▶ _WORK TO COMPLETE_
Rewrite the items below with every "on screen" changed to "in view" and nothing else altered.

▶ _DATA RECORDS_
++++
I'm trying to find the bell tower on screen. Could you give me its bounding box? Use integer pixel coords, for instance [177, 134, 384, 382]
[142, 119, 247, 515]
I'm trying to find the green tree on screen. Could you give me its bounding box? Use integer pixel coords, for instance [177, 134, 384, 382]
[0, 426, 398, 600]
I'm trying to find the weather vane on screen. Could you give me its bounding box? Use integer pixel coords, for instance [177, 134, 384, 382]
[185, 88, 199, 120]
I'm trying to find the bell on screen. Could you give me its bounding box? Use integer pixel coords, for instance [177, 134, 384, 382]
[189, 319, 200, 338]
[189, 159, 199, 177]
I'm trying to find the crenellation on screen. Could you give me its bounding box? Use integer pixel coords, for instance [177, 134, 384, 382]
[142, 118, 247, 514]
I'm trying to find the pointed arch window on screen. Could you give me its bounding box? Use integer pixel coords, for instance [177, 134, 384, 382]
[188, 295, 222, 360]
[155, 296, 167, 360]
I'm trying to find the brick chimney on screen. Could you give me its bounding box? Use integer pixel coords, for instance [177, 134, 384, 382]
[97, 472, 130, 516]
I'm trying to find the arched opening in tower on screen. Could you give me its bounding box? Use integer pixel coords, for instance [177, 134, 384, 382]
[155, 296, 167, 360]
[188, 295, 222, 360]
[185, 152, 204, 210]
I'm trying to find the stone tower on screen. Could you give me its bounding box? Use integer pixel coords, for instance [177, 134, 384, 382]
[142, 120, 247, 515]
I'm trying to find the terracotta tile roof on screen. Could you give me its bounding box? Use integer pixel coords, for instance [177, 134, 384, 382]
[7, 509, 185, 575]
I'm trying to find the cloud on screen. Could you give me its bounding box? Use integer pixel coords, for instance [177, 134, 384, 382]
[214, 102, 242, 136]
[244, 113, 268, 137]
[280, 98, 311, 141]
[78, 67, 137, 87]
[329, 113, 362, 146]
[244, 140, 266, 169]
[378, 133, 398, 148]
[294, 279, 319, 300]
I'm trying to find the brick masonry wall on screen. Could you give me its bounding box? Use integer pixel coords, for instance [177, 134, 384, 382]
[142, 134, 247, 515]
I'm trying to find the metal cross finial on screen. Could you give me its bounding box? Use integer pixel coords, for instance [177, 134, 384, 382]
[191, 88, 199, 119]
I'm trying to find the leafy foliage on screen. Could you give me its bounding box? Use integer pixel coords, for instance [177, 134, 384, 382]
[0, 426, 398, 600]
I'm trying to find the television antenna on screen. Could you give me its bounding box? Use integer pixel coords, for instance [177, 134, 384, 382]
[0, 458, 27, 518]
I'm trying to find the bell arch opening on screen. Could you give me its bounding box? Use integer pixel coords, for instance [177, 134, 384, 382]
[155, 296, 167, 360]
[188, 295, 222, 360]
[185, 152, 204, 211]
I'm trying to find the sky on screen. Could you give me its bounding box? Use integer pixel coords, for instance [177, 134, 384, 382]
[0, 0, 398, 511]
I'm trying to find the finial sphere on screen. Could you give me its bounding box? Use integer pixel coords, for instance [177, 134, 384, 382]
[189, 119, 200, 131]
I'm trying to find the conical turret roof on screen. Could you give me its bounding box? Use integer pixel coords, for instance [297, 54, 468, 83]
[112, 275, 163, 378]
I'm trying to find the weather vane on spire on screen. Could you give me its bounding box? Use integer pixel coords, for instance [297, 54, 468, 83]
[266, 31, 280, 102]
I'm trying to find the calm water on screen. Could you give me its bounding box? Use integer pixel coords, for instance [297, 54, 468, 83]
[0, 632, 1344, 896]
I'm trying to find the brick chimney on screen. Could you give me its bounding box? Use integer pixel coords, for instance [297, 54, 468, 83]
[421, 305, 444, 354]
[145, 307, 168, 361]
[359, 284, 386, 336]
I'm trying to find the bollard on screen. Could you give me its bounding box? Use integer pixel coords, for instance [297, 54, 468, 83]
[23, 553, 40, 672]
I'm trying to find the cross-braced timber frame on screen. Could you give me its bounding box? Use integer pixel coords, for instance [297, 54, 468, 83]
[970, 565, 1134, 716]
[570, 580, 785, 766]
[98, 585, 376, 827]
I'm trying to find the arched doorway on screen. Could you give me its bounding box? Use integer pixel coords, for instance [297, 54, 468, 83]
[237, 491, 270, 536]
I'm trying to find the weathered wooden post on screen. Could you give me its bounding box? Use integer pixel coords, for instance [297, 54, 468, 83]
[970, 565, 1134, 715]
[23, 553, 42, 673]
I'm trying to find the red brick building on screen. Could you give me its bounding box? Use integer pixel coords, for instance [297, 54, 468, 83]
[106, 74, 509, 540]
++++
▶ _FINISHED EXERCISE_
I'm trying to find the bell tower in view. Could you give me its bounding box? Use integer pixel coords, for instance [177, 134, 384, 382]
[142, 119, 247, 515]
I'm trying to find the green tree in view. Could you give me its bounding box? Use integer pixel coords, for instance [177, 134, 384, 382]
[0, 426, 398, 600]
I'm trying to find the weather vane in view. Could you give me its bounding box? Use integer pixel coords, for instance [177, 134, 384, 382]
[185, 88, 199, 120]
I'm trying to find the bell in view. Could you give me its bounding box? Use integer pixel coords, for instance [177, 134, 384, 382]
[189, 319, 200, 338]
[189, 159, 199, 177]
I'm trying to find the crenellation in view. Could you give me its bounding box? Use integer pixel coords, for instance [177, 134, 384, 382]
[142, 118, 247, 514]
I'm trying to find the pointed arch window in view. Could you give me its bounding box? Use integer pixel coords, for instance [177, 134, 384, 382]
[188, 295, 222, 360]
[155, 296, 167, 360]
I'm trying to find the brick chimney in view. Could you give me its bounding box? Use integer pixel coords, for instance [177, 134, 384, 382]
[97, 472, 130, 516]
I'm trying to find the arched opening in tower in view. Could you give me its bounding box? Use integer pixel coords, for instance [177, 134, 384, 382]
[155, 296, 167, 360]
[188, 295, 222, 360]
[185, 152, 204, 210]
I'm trying to find the stone tower in view. Could you give me its bounding box? Use integer pixel coords, for instance [177, 134, 384, 382]
[142, 120, 247, 515]
I'm trying to find the terracotta tile roof in view. Could you give me its bounding box? Use integer pixel coords, for instance [177, 134, 384, 382]
[7, 509, 185, 575]
I'm trying to find the cloud in view. Could you give me its bounding box? Use integer pixel coords, for instance [177, 134, 384, 382]
[214, 102, 242, 136]
[244, 113, 268, 137]
[280, 98, 311, 141]
[78, 67, 137, 87]
[329, 113, 362, 146]
[244, 140, 266, 169]
[378, 133, 398, 148]
[294, 279, 319, 300]
I'm trying to find the brick masonry wall in view. Could you give me its bounding box? Use integer pixel coords, for instance [177, 134, 384, 382]
[142, 134, 247, 515]
I'm trying to find the metal cross finial in view. Could you give me its bounding box? Use integer pixel coords, for instance [177, 134, 384, 382]
[191, 88, 199, 119]
I'm trying to find the leafy foliage in view. Could you give me its bounding box? Use integer pixel coords, for instance [177, 134, 384, 382]
[0, 426, 398, 600]
I'm trying to find the television antenna in view. Could you give me its bounding box? Use integer pixel coords, for instance [177, 134, 384, 382]
[0, 458, 27, 518]
I'm trying to find the bell arch opening in view. Could you give me its bounding box? Use integer pixel coords, for instance [177, 134, 384, 382]
[155, 296, 167, 360]
[188, 295, 222, 360]
[185, 152, 204, 211]
I'm trying to find the sky in view. Could you give me its bounding box? Use integer pixel coords, for instance [177, 134, 384, 382]
[0, 0, 398, 511]
I'm trying to find the finial sphere in view. Could you give me its bounding box? Use integer pixel coords, for instance [177, 134, 384, 382]
[189, 119, 200, 131]
I'm trying to find the conical turret roof in view. Could you give me its bounding box? Use integer pixel coords, for instance [297, 54, 468, 83]
[112, 275, 163, 378]
I'm trying to find the weather vane on spire in view. Could you give me its bounding box? Use integer pixel coords, for instance [297, 54, 468, 83]
[266, 31, 280, 102]
I'm trying to find the calm water in view. Could you give me its bounding box? Use integer pixel coords, for instance [297, 54, 468, 83]
[0, 632, 1344, 896]
I'm trying to find the brick chimney in view. Could you give me its bounding box? Use integer pixel coords, for instance [297, 54, 468, 83]
[421, 305, 444, 354]
[145, 307, 168, 361]
[359, 284, 386, 336]
I'm trying to find the bollard in view. Could you give me its bounding box? Use integer pixel coords, for instance [297, 54, 468, 83]
[23, 553, 40, 672]
I'm trying to find the cross-braced timber frame in view. Could you give me its bounding box? Use integer pixel coords, for instance [297, 54, 468, 83]
[970, 565, 1134, 716]
[570, 580, 785, 766]
[98, 585, 376, 827]
I'm trying to find the arched doorway in view. Could you give me its bounding box? Use integer pixel coords, for instance [297, 54, 468, 83]
[237, 491, 270, 536]
I'm trying to find the weathered wooden post in view. Could you give me its bounding box? Use integer pixel coords, for instance [297, 54, 468, 83]
[970, 565, 1134, 715]
[23, 553, 42, 673]
I'm trying to find the red brick building in view. Could you give me its bounding box? Use integer pixel coords, for instance [297, 54, 468, 83]
[106, 74, 509, 540]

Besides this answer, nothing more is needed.